● Aim of the exercise: Below are entries. Reproduce exactly the lines between the line holding "point(633, 318)" and the line holding "point(452, 115)", inclusive, and only those.

Input data section start

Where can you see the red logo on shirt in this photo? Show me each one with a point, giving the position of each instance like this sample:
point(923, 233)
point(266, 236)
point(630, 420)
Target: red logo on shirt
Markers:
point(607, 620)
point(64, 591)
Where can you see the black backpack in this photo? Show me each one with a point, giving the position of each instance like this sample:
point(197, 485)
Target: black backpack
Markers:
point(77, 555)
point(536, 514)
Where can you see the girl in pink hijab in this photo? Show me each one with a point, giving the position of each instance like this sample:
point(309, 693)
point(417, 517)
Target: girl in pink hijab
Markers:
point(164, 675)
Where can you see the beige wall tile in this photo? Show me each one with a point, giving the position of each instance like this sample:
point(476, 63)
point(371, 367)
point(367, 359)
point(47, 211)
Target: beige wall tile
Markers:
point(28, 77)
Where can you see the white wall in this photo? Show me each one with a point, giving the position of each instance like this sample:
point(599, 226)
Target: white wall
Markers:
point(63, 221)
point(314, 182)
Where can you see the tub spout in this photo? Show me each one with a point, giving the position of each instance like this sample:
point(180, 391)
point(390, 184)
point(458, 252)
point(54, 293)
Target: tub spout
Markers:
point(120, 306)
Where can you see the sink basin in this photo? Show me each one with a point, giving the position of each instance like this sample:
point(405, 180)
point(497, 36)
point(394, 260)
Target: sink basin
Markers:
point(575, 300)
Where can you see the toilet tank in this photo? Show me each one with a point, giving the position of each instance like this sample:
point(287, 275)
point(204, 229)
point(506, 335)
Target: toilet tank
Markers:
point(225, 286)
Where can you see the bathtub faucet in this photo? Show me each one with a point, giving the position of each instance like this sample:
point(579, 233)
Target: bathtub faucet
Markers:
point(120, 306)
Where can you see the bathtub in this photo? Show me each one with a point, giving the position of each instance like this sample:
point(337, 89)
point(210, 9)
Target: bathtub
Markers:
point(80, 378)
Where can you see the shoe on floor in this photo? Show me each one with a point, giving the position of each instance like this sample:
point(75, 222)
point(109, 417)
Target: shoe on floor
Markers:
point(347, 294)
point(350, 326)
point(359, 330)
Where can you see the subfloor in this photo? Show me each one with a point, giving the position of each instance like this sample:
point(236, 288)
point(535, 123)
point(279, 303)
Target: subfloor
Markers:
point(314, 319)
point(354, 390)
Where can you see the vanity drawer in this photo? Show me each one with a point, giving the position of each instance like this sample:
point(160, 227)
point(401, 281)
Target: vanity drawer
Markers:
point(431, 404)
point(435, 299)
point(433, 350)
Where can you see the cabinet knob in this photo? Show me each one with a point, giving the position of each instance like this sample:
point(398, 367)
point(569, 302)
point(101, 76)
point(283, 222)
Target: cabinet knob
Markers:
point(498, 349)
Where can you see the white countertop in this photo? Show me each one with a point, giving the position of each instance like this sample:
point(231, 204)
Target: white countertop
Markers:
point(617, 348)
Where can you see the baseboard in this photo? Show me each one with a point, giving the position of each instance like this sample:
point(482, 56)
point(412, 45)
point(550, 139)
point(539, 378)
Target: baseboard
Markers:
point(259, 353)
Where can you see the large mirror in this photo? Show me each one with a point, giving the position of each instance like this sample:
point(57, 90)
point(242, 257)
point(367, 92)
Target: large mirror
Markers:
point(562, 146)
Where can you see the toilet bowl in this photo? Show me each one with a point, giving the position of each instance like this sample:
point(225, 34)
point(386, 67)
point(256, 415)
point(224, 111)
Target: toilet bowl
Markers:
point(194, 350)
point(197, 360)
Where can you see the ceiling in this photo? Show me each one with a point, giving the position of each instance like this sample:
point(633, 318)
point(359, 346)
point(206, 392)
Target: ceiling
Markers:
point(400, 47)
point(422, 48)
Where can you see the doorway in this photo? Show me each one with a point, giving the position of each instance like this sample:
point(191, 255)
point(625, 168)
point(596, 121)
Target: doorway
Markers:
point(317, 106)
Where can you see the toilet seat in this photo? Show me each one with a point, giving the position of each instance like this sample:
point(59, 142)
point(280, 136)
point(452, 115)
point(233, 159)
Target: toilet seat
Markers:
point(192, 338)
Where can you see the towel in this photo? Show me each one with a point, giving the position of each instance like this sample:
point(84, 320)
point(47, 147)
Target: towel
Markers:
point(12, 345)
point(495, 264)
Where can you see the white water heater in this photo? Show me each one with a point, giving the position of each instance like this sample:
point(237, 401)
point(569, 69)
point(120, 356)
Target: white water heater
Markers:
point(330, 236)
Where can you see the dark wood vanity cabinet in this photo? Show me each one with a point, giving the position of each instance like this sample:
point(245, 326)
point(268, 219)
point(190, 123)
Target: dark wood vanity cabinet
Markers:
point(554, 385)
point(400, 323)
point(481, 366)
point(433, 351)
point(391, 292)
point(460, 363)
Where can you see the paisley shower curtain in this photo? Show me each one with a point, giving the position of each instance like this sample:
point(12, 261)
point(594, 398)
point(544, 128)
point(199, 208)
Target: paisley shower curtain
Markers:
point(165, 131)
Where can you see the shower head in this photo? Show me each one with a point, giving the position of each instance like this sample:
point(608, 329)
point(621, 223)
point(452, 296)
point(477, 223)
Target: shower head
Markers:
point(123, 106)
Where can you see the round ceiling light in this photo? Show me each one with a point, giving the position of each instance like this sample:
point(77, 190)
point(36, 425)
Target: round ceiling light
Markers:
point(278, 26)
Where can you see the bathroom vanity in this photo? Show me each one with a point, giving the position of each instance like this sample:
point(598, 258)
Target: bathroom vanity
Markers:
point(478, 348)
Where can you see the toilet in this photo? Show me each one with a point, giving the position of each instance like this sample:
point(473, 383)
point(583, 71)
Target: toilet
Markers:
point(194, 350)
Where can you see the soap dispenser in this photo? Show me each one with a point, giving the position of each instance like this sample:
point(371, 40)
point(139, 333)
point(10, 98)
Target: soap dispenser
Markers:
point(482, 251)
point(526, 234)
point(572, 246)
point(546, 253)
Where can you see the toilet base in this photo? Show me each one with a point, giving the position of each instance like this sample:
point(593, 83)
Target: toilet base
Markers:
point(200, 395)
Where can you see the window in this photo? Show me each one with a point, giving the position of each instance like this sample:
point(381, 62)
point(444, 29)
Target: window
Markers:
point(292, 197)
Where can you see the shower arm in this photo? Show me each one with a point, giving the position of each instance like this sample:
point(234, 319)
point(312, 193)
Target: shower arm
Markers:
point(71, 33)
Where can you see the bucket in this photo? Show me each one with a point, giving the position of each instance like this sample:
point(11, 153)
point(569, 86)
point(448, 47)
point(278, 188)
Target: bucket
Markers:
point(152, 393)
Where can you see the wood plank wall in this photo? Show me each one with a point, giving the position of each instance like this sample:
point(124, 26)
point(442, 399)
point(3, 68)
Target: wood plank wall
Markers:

Input data section end

● The completed task:
point(633, 318)
point(359, 346)
point(206, 392)
Target: ceiling
Markers:
point(400, 47)
point(422, 48)
Where can you see the doorway in this photo? Show me each one with a point, giving the position of each instance like this sample:
point(191, 255)
point(625, 168)
point(596, 121)
Target: doorway
Markers:
point(317, 106)
Where can you see the toilet seat in this photo? Show me each one with a point, giving the position of each instance like this sample:
point(59, 142)
point(280, 136)
point(452, 115)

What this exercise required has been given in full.